* **Text under study**:
Researchers at Cardiff University were analyzing blood samples from a blood bank in Wales, looking for immune cells that could fight bacteria, when they found an entirely new type of T-cell.

That new immune cell carries a never-before-seen receptor which acts like a grappling hook, latching on to most human cancers, while ignoring healthy cells.

In laboratory studies, immune cells equipped with the new receptor were shown to kill lung, skin, blood, colon, breast, bone, prostate, ovarian, kidney and cervical cancer.

Professor Andrew Sewell, lead author on the study and an expert in T-cells from Cardiff University’s School of Medicine, said it was “highly unusual” to find a cell that had broad cancer-fighting therapies, and raised the prospect of a universal therapy.

“This was a serendipitous finding, nobody knew this cell existed,” Prof Sewell told The Telegraph.

* **Provided data**:

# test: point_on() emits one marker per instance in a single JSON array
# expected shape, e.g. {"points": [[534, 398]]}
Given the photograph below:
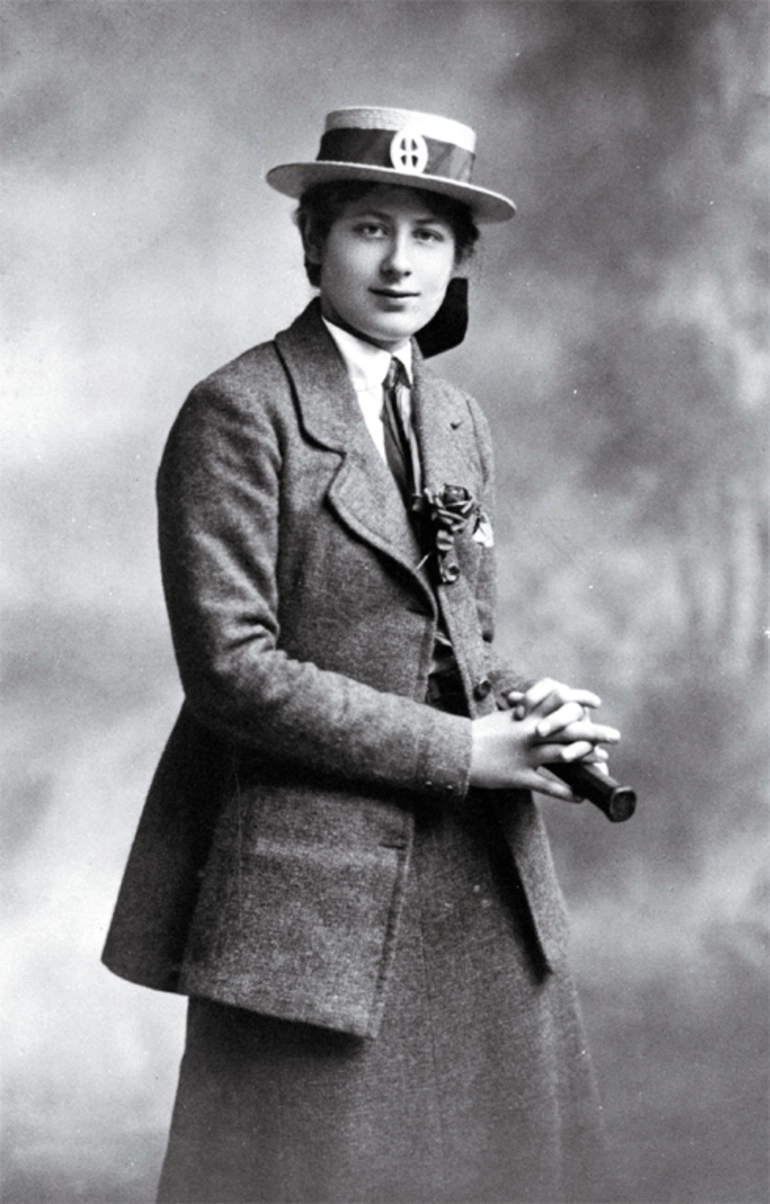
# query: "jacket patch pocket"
{"points": [[302, 931]]}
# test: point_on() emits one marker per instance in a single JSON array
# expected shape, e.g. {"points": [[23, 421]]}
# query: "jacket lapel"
{"points": [[444, 430], [362, 491]]}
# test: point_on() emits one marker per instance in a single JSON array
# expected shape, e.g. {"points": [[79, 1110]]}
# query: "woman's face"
{"points": [[385, 266]]}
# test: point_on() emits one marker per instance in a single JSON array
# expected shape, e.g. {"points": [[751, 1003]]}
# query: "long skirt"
{"points": [[478, 1089]]}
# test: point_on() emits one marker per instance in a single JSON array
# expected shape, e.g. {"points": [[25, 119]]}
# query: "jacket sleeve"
{"points": [[502, 674], [219, 496]]}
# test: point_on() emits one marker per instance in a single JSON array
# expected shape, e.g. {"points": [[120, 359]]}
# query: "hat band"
{"points": [[404, 151]]}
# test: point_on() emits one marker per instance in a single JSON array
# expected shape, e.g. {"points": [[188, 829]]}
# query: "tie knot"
{"points": [[396, 375]]}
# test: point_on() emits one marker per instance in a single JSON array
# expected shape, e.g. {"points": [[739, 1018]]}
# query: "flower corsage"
{"points": [[446, 514]]}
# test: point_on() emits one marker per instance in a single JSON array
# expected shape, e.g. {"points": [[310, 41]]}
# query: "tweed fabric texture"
{"points": [[477, 1090], [270, 866]]}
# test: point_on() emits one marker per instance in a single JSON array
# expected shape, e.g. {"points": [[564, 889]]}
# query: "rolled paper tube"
{"points": [[617, 802]]}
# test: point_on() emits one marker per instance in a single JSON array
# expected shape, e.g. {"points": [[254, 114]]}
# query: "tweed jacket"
{"points": [[271, 857]]}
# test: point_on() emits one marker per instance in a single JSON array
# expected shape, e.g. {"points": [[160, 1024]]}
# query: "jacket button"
{"points": [[481, 689]]}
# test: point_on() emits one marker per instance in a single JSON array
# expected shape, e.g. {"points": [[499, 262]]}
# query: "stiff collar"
{"points": [[367, 365]]}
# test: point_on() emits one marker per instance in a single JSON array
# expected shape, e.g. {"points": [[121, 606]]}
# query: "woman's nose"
{"points": [[397, 260]]}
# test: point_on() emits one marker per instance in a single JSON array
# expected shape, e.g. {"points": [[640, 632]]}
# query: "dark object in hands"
{"points": [[617, 802]]}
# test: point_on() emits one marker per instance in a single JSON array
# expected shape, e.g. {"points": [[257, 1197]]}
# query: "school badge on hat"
{"points": [[396, 146]]}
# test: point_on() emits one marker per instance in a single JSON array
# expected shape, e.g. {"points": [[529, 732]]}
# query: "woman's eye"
{"points": [[430, 235]]}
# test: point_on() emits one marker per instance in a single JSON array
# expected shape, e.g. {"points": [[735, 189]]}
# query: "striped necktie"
{"points": [[400, 450]]}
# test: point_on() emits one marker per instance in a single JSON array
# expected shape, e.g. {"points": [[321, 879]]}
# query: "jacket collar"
{"points": [[363, 491]]}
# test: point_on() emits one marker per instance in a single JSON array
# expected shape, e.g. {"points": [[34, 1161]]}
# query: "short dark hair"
{"points": [[321, 205]]}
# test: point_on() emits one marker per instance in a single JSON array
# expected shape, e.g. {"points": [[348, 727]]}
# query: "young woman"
{"points": [[339, 860]]}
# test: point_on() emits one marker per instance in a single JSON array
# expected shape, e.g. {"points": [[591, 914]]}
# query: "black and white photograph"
{"points": [[385, 626]]}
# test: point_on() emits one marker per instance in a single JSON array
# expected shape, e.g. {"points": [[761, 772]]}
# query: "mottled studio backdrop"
{"points": [[619, 347]]}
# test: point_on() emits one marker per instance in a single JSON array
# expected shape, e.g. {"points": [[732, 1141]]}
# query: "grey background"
{"points": [[619, 346]]}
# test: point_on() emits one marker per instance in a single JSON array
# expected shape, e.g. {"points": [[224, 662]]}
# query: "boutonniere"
{"points": [[446, 514]]}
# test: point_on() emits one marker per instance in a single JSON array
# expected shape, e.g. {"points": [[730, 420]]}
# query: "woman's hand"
{"points": [[548, 723]]}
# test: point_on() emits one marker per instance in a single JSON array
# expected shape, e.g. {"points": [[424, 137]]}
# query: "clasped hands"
{"points": [[548, 723]]}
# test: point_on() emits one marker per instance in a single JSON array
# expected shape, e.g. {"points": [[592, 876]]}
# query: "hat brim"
{"points": [[292, 179]]}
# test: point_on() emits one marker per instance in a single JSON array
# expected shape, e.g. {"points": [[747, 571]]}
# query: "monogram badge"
{"points": [[409, 152]]}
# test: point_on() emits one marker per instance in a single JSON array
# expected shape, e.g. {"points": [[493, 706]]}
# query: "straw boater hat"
{"points": [[396, 146]]}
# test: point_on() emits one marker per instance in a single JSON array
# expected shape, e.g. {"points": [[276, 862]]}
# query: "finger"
{"points": [[546, 696], [549, 754], [581, 730], [568, 713]]}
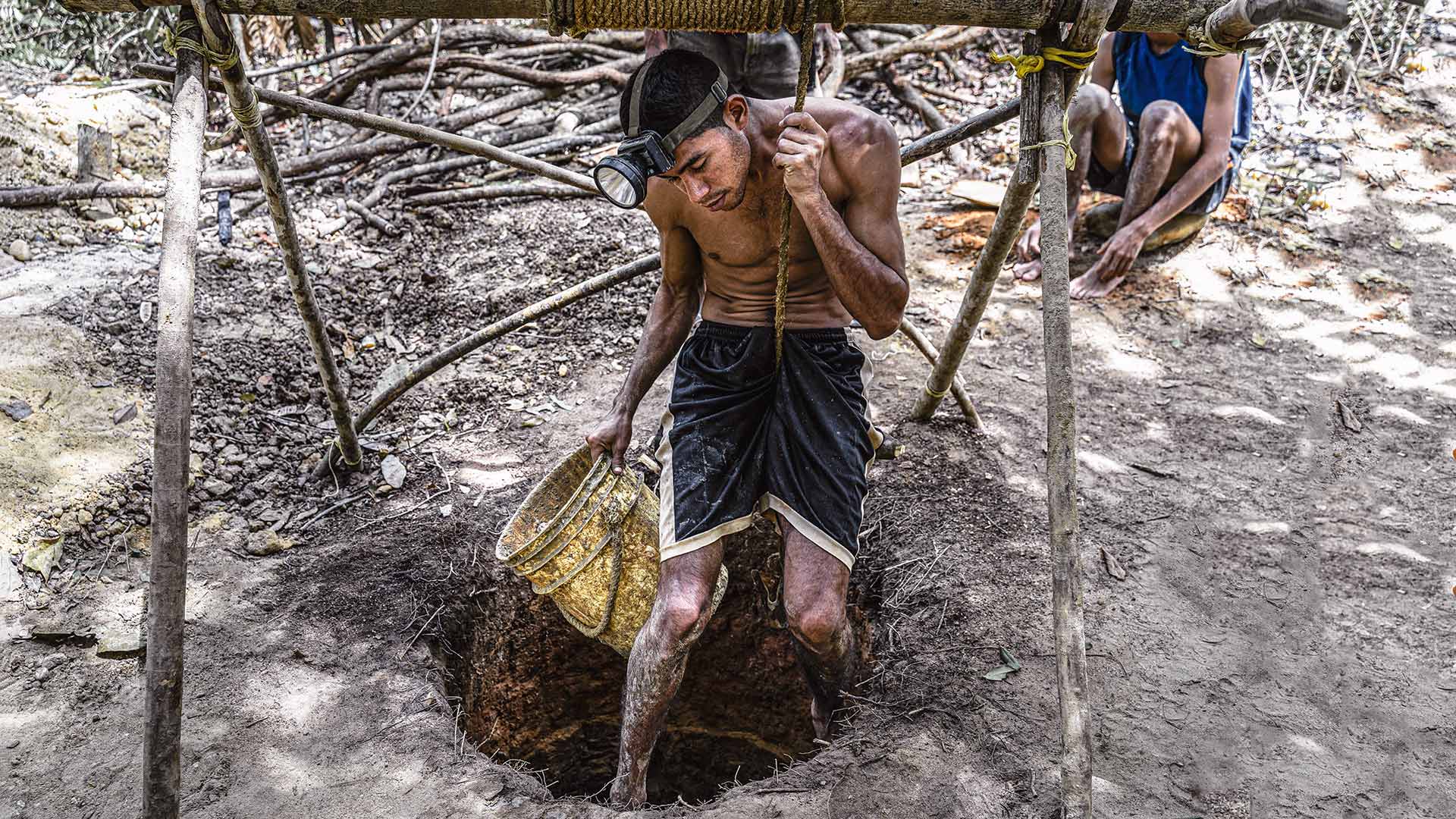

* **What the task requires**: From the text about the new T-cell, reproduce word for word the part starting with "Professor Andrew Sewell, lead" and going on through "a universal therapy.".

* **Answer area**:
Professor Andrew Sewell, lead author on the study and an expert in T-cells from Cardiff University’s School of Medicine, said it was “highly unusual” to find a cell that had broad cancer-fighting therapies, and raised the prospect of a universal therapy.